● **Exercise objective**
Write the records out again, exactly as they stand below.

Data for this task: Begin

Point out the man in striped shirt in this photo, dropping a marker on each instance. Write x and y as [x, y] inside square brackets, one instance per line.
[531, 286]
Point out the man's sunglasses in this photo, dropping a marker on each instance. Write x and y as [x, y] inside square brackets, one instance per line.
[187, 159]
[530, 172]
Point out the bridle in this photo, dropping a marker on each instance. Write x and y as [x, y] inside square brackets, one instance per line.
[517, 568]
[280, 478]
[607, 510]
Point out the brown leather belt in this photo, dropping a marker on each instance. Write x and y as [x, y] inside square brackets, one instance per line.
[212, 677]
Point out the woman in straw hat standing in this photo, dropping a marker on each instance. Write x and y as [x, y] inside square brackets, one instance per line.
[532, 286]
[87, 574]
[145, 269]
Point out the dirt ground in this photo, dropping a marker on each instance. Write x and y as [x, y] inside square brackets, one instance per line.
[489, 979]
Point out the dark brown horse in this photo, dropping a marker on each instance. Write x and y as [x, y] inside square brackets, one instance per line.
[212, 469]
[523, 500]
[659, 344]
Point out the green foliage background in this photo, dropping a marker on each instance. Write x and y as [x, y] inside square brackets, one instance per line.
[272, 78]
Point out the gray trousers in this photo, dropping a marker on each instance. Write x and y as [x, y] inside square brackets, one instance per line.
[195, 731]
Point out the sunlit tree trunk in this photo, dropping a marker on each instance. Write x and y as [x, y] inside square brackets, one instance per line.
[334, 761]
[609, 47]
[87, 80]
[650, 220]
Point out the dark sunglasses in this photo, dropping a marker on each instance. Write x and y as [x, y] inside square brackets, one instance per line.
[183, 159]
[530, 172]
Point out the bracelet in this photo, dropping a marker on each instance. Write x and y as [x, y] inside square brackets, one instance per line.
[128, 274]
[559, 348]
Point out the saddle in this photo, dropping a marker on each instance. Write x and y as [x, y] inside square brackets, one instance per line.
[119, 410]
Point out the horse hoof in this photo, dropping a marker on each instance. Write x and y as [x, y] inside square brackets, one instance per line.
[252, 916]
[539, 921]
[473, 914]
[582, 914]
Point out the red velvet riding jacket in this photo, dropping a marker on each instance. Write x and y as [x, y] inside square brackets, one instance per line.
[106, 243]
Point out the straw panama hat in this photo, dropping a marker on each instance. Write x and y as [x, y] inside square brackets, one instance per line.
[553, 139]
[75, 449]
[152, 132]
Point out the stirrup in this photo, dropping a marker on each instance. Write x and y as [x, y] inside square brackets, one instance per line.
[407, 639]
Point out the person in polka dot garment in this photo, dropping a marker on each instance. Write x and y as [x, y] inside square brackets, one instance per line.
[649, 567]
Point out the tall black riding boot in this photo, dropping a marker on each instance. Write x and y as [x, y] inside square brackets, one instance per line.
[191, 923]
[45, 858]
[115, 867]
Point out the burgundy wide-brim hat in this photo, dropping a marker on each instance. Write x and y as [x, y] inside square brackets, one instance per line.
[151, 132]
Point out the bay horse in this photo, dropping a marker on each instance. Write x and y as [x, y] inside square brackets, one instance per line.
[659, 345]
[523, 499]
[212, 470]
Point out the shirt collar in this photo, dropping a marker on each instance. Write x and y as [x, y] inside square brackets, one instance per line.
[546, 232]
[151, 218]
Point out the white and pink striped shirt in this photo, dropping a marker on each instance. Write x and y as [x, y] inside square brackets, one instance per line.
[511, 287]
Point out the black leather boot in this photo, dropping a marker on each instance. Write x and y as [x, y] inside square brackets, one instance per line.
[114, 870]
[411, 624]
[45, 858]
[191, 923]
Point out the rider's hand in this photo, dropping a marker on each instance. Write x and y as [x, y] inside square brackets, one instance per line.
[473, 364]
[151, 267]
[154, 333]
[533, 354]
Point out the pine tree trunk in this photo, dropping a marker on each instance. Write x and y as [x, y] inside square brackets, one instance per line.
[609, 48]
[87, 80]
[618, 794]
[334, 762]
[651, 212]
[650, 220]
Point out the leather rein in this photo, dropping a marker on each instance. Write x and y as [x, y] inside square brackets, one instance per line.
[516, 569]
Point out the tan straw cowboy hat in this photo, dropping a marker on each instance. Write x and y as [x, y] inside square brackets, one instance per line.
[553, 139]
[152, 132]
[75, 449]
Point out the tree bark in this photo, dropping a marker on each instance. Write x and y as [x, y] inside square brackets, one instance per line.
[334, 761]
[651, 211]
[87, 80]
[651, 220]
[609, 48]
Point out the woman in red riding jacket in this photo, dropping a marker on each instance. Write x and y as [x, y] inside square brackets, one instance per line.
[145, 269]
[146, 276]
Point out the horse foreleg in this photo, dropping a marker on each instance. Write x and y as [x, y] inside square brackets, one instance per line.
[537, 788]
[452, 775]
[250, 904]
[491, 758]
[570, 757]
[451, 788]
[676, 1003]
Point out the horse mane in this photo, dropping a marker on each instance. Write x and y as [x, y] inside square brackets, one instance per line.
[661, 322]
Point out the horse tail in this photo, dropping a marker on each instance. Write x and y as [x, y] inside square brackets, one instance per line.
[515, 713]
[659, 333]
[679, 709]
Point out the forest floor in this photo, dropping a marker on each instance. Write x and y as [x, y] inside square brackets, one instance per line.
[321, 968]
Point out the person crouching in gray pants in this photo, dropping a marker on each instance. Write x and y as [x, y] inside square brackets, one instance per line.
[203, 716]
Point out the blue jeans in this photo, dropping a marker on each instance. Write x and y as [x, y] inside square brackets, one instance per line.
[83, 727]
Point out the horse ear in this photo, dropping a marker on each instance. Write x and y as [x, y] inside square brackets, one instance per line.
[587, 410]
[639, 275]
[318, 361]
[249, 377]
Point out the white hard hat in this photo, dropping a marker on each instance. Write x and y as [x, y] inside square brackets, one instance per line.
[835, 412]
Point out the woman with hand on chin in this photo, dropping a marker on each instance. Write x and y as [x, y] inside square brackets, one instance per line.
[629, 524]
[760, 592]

Data for this task: End

● **Answer for the task**
Point out the man in striped shirt in this photo, dropping a marker on each instance. Write x and y as [x, y] inside square brackets, one instance per line.
[531, 286]
Point out the man's sunglasses in this photo, dropping a marker on each instance. Write x and y as [x, y] inside square brackets, one instance per line.
[187, 159]
[530, 172]
Point out the bridle in this photo, dropping a marker on each instance. Write x and y as [x, y] inside square brackets, one instance per line.
[517, 568]
[280, 478]
[607, 510]
Point out the brown leather belt in this photo, dropping a marker on each instance. Write x and y as [x, y] inside square brackets, one instance per line.
[212, 677]
Point out the woman in straw hat standing in this photo, dropping a marker on each instance. Write x and y as [x, y] inside square brackets, one instance per line.
[532, 286]
[87, 574]
[145, 269]
Point out the dirt ground in this photo, dropping a marker on each instance. Write x and y as [x, y] inside square brackets, one instance per line.
[489, 979]
Point out the dark brown horse in this photo, dropping a marker on each instance. Write x and y as [x, y] inside square brackets, one instance per line.
[212, 469]
[523, 500]
[659, 344]
Point out the green foliage background in this photo, dropping a marker on each instance. Write x and y as [x, y] inside square brackets, one instance per line.
[272, 78]
Point out the gray trousers in this photo, dropping a marker on each instance. Write x and y as [x, y] inside square brackets, one instance per line.
[195, 731]
Point out the sunlit tree trunk in this photo, dropping a marker on each instance. Write x and y as [x, y] inside square brackets, one instance per line.
[334, 761]
[609, 47]
[87, 80]
[650, 220]
Point out the dark sunglasses in this photo, dropping a marker on each instance. Write x and y as [x, y] inside square brackets, one instance per line.
[183, 159]
[530, 172]
Point out the bracelet in this photo, dropping a marker on each instance. Write x and y as [x, y] inside square brackets, one instance per line.
[128, 274]
[559, 348]
Point out the saddle in this photo, dropping a marker on each instance. Write x and y as [x, y] inside square brackets, one instance per line.
[119, 410]
Point out the horse hoof in this photo, dropping a marker on each instance. Write x and y as [x, y] inside square brackets, one instance per line.
[252, 916]
[539, 921]
[473, 914]
[582, 914]
Point out the red velvet riding jacket in this photo, dropping a marker on each instance. Write x and y as [x, y] inside square brackets, one instance per line.
[106, 243]
Point out the straw panama hat in this photo, dropping a marker on each instance. Write x and y as [x, y] inside square brackets, one instance per line.
[553, 139]
[75, 449]
[152, 132]
Point out the stirrup in this photo, dropping a marker on each instance. Write x and y as [x, y] inside square brackets, one instance per line.
[407, 639]
Point out the person in polka dot garment in this photo, dropping a marker on each instance. Write x and y as [x, y] inside square brackets, one instance per line.
[649, 567]
Point out the tall black riding boot in this photo, dropping a marker on each instance. Write x and y as [x, y] inside square brackets, one instance per line.
[191, 923]
[45, 858]
[115, 867]
Point out the burgundy wide-brim hat in this photo, dropping a marker on each instance. Write x and y as [x, y] inside square brackets, one instance per line.
[151, 132]
Point out the bay horse in this photo, dropping a marker on each instance. Write x and y as [x, y] inside square brackets, one instance per line.
[659, 345]
[523, 499]
[212, 470]
Point out the shirt collar in this photo, dropping a marker on each instance. Write x and y as [x, y] inside square brackets, one instance per line.
[546, 232]
[151, 218]
Point out the white and pink striped shirt in this photo, dropping a marker on each instance. Write x and y as [x, y] inside square brackets, one instance per line.
[511, 287]
Point out the black leather boot in this photo, dropping a marker on each instance. Write x and y as [x, y] inside square brackets, one instance per line.
[114, 870]
[411, 624]
[45, 858]
[191, 923]
Point out the rider's hand in this photo, dropping a marker on each instance. Write x and y as [x, y] inside square brackets, one instance per line.
[473, 364]
[151, 267]
[154, 333]
[533, 354]
Point out the pine tree trunk in this photo, dropping a marker on each instance. Write x and y as [x, y] inside square brackets, one instance per line.
[609, 48]
[87, 80]
[618, 794]
[334, 762]
[651, 212]
[650, 220]
Point out the leather rein in this photo, dropping a marker on each instance. Write x and y as [x, y] inside square brackets, one instance per line.
[516, 569]
Point out the tan straw cowboy hat in this photo, dropping a marker on each instance. Write x and y as [x, y] inside square brackets, one instance per line.
[553, 139]
[152, 132]
[75, 449]
Point out the tree bark in this photo, dropping a marker on each instance. Write x and y as [x, y] inside square brackets, one instance per line.
[334, 761]
[651, 211]
[87, 80]
[651, 220]
[609, 48]
Point out the woman in red riding jacket in this photo, dropping a marker on each instance. Write x and y as [x, y] inside square brackets, one instance per line.
[145, 269]
[146, 276]
Point out the horse foreleg in this photo, dropping a marker on each instance. Write x and y as [x, y] inside square brackets, one instance per line.
[537, 788]
[452, 775]
[250, 904]
[491, 758]
[570, 757]
[451, 788]
[676, 1003]
Point out the horse mane in this photo, dropping a marker on each instance. Write x and y as [x, y] inside square brackets, one instance per line.
[661, 322]
Point out the horse tail in this photo, dropping a marker on each instance. Write x and y as [x, y] inside square brackets, one instance per line.
[515, 713]
[659, 333]
[679, 709]
Point out the forest floor in this photo, dropping a marker on each instance. Write x and y as [x, y] inside square brackets, one instance per line.
[321, 968]
Point out the person crouching in gray pants in this photo, dropping a marker on each instance. Write x and y as [x, y] inside square brackets, one instance per line.
[203, 716]
Point out the blue jeans in this photo, dropping a marker on each instance. Write x and y as [x, y] inside square brackets, one instance per line.
[83, 727]
Point out the horse ear in this photo, dropping a marker on each instance. Write x and y as [x, y] inside square brackets, one instance per line.
[587, 410]
[639, 275]
[318, 361]
[249, 377]
Point out the white hard hat in this photo, dropping a marker on each instance. Write x and y as [x, y] inside square brackets, one instance per line.
[835, 412]
Point out the woman with hand on chin in this photo, dropping a marker on each instance. Write x and y as [x, y] inside square brackets, one instance per line.
[629, 524]
[760, 592]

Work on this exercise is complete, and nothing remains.